═════ Material shown
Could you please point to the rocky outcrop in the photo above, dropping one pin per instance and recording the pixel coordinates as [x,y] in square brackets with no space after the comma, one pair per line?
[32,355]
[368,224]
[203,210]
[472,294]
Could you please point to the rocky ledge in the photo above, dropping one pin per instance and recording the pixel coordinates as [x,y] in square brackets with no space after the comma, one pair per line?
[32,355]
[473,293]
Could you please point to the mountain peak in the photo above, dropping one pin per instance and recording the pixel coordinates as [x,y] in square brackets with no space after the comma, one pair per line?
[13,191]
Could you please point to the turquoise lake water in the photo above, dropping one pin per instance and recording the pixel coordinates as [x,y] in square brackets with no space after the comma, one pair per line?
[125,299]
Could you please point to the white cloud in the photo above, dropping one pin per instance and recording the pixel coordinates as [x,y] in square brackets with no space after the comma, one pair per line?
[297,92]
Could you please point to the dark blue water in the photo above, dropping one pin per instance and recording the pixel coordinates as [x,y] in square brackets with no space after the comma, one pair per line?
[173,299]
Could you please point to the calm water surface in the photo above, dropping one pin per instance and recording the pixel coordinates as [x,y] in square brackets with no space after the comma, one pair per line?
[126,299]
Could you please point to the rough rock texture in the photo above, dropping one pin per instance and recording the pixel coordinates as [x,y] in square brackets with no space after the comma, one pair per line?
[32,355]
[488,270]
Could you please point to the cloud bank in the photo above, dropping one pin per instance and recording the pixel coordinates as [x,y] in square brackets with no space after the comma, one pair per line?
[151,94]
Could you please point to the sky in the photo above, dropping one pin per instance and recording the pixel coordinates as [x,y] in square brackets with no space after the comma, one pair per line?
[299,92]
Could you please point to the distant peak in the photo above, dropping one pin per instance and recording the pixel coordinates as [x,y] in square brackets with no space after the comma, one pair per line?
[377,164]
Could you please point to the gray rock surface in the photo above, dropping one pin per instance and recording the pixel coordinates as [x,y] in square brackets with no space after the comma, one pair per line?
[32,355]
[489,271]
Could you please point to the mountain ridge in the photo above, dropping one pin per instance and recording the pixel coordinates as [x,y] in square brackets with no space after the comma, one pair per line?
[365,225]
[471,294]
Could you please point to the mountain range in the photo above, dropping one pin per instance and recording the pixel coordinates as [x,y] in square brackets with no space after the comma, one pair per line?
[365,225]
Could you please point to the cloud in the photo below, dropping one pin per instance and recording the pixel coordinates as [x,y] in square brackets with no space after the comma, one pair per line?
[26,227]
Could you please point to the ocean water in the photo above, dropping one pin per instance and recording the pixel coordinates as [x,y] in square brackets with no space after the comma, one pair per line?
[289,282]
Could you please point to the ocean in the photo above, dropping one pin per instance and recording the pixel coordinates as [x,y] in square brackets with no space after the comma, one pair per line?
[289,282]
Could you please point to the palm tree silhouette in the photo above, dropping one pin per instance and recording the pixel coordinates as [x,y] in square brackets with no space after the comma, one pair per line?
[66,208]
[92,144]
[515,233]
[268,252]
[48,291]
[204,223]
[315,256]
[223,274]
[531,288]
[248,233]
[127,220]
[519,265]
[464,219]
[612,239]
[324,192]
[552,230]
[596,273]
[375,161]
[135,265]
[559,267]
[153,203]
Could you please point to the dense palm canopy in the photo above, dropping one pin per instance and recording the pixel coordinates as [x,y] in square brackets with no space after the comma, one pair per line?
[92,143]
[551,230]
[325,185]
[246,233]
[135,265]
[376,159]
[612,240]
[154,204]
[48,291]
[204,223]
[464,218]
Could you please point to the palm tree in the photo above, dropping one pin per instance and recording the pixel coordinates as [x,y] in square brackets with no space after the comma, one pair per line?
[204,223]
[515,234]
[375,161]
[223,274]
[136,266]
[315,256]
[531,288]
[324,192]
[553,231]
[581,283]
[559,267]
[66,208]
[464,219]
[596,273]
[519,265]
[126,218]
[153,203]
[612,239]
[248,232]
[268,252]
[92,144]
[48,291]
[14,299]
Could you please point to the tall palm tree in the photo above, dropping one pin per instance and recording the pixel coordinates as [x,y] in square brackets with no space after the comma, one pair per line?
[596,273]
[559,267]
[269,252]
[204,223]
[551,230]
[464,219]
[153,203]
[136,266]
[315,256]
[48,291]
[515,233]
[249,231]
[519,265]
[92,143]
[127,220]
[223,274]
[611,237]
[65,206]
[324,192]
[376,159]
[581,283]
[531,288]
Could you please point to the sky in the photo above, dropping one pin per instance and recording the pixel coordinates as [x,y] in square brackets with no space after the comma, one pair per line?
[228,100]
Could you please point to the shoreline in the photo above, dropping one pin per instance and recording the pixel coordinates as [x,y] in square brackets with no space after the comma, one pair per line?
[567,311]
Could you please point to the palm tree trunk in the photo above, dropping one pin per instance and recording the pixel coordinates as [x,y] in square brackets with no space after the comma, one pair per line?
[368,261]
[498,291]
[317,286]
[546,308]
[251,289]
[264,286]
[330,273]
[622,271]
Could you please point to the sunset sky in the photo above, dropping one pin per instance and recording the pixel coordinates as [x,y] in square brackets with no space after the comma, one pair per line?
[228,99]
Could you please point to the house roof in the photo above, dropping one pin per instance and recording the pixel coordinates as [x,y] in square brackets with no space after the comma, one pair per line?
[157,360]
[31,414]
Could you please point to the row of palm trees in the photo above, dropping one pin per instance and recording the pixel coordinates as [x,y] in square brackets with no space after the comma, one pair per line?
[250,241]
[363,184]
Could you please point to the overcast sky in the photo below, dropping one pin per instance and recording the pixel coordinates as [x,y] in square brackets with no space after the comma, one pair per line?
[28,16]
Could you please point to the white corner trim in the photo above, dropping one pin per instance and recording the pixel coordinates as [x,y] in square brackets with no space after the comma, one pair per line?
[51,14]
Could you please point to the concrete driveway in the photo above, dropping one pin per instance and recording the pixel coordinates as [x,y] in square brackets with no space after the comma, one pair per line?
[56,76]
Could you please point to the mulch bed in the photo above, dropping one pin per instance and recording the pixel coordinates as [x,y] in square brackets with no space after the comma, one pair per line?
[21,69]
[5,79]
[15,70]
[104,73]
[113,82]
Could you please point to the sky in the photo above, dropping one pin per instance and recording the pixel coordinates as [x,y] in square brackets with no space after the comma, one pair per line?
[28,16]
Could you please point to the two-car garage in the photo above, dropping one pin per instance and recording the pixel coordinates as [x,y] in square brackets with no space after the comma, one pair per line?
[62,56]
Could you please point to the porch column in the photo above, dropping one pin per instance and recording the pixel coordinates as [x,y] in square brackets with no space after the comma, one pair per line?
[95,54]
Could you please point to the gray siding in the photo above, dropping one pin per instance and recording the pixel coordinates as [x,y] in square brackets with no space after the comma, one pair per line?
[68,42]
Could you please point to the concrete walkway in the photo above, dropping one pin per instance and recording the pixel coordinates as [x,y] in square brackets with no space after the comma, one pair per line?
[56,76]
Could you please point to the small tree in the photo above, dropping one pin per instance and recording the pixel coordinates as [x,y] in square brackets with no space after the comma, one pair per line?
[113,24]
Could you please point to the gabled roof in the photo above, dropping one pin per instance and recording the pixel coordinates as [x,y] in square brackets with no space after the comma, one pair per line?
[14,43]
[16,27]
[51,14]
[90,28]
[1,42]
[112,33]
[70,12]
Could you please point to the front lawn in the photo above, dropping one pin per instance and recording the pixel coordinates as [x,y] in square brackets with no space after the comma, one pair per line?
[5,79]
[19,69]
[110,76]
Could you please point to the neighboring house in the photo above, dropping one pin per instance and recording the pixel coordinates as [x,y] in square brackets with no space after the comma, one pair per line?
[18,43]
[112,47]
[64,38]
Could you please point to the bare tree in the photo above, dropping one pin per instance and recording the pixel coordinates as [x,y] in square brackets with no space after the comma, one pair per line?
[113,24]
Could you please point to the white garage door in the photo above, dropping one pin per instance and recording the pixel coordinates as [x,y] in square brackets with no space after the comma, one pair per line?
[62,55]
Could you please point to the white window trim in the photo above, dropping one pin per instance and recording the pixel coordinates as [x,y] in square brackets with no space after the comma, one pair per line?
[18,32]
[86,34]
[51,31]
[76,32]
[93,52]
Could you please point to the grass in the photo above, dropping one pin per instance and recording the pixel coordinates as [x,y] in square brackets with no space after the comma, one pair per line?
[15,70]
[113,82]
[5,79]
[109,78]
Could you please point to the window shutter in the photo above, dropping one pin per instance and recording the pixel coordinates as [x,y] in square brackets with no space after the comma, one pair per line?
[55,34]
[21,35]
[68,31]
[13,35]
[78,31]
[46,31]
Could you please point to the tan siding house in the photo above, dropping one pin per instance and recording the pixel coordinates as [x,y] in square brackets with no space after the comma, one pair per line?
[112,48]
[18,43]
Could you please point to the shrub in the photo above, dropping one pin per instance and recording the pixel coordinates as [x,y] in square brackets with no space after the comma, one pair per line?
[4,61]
══════════
_Exercise details_. All lines from the one that contains "Could you please point to the window" through the end of the material are to be quoted exactly, with both ends included.

_Correct answer_.
Could you please point to the window shutter in the photo above, dropping one pin per instance and recording the pixel coordinates as [x,y] in square brackets with no space after the comma, one pair per line?
[55,34]
[21,35]
[68,31]
[13,35]
[78,31]
[46,31]
Could you please point to the tan siding house in the photo above, dropping one pin per instance and recording the pixel coordinates as [x,y] in square brackets with no space after the comma, one pair per line?
[112,48]
[18,43]
Could you please point to the shrub in the photo above, dropping one pin per instance and recording the pixel coordinates as [x,y] in square brackets with no space after the comma, one pair per line?
[4,61]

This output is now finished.